● **WHAT TO PRODUCE**: Update the listing below by replacing each occurrence of "exactly one pin" with "a single marker" throughout. Keep every other part of the listing the same.

(Records from a data source)
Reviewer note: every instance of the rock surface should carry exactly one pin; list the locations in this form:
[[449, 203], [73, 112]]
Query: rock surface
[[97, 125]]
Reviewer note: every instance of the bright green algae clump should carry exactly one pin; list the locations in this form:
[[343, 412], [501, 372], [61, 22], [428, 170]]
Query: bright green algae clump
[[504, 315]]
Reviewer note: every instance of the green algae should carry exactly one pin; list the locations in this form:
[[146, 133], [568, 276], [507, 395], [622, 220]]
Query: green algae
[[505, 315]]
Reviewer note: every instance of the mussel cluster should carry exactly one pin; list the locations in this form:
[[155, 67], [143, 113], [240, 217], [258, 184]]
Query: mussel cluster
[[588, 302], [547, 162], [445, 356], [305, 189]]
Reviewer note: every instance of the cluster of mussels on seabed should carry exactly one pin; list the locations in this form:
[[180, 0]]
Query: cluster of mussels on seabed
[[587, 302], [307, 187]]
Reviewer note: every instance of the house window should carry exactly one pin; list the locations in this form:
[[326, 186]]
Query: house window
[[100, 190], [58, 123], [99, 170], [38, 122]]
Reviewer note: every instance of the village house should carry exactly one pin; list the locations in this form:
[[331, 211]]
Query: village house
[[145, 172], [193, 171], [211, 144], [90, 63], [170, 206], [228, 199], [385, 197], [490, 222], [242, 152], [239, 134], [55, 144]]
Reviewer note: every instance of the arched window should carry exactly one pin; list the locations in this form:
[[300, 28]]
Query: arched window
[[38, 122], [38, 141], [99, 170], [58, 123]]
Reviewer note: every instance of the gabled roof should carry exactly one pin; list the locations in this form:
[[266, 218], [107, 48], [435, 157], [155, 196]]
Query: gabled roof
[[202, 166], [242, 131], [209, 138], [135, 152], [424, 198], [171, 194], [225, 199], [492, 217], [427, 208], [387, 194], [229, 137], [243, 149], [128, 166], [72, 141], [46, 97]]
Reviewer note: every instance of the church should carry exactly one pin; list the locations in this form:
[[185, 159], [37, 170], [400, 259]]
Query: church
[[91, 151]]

● **CORRECT ANSWER**:
Reviewer note: every instance of the rock surface should carry a single marker; list the locations in this form:
[[449, 203], [73, 112]]
Query: rock surface
[[97, 125]]
Reviewer note: every instance of the bright green algae clump should carry a single marker; list the locations in this form:
[[343, 412], [501, 372], [61, 22], [428, 170]]
Query: bright green algae clump
[[504, 315]]
Reviewer note: every instance of the green algae should carry a single marker; list the locations in this form:
[[146, 133], [568, 276], [507, 395], [622, 220]]
Query: green algae
[[505, 315]]
Reviewer note: every instance of the mussel cluster should carry a single marker; list the locations in this form:
[[155, 67], [143, 113], [240, 217], [258, 184]]
Query: mussel cluster
[[588, 302], [547, 162], [445, 356], [305, 189]]
Reviewer note: every instance of the cluster of mussels on seabed should carry a single marker; list the locations in this form:
[[180, 0]]
Query: cluster of mussels on seabed
[[587, 302], [307, 187]]
Reviewer note: every instance of the house window should carry a single marker; list the locations in this form:
[[326, 186]]
Query: house window
[[100, 190], [58, 123], [99, 170], [38, 122]]
Reviewer note: every instance of the village house should carry a single marker; list the locations in this form:
[[331, 211]]
Query: village house
[[145, 172], [193, 171], [211, 144], [90, 63], [170, 206], [228, 199], [385, 197], [490, 222], [242, 152], [239, 134], [55, 144]]
Reviewer note: every instance of the arched window should carry a single marker; list the locations in this form:
[[300, 28]]
Query: arched window
[[38, 122], [38, 141], [99, 170], [58, 123]]
Reviewer note: every instance of the gabled roof should carry a single marker; list the locations in this form:
[[266, 218], [107, 48], [435, 157], [155, 196]]
Query: gabled roof
[[202, 166], [242, 131], [209, 138], [135, 152], [424, 198], [171, 194], [225, 199], [492, 217], [427, 208], [387, 194], [229, 137], [243, 149], [128, 166], [72, 141], [46, 97]]
Reviewer note: every instance of the church should carry a single marker; list the locations in this form:
[[185, 159], [37, 170], [400, 259]]
Query: church
[[91, 151]]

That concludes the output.